#### [Entries from a pointing dataset]

::::::::::

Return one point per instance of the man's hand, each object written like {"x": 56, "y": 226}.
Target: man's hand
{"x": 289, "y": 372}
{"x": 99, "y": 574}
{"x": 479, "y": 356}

::::::::::

#### [The request]
Extract each entry in full, exactly as given.

#### [Exercise answer]
Return one point per instance of the man's hand, each object written like {"x": 56, "y": 226}.
Target: man's hand
{"x": 289, "y": 372}
{"x": 99, "y": 574}
{"x": 479, "y": 356}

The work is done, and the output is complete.